# Work required:
Write the records below as a two-column CSV with the headers instruction and points. Give one row per record, with the record's text in the first field and its answer in the second. Quote each field, replace line breaks with spaces, and leave out the pictures.

# Recorded information:
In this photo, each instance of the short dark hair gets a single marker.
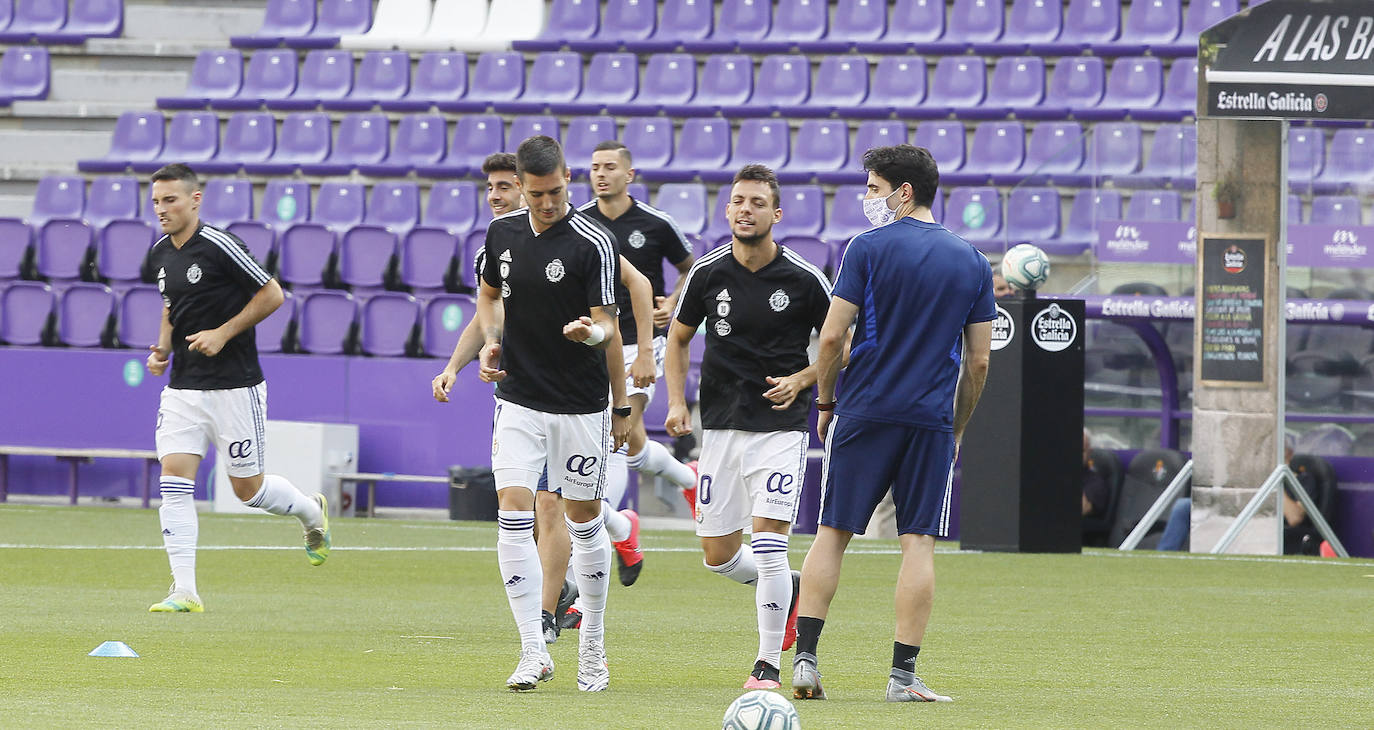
(616, 145)
(499, 162)
(539, 156)
(177, 171)
(761, 173)
(906, 164)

# Reply:
instruction,points
"In this photo, each instance of the short dark hair gets a single marker.","(616, 145) (499, 162) (539, 156) (177, 171) (761, 173) (906, 164)"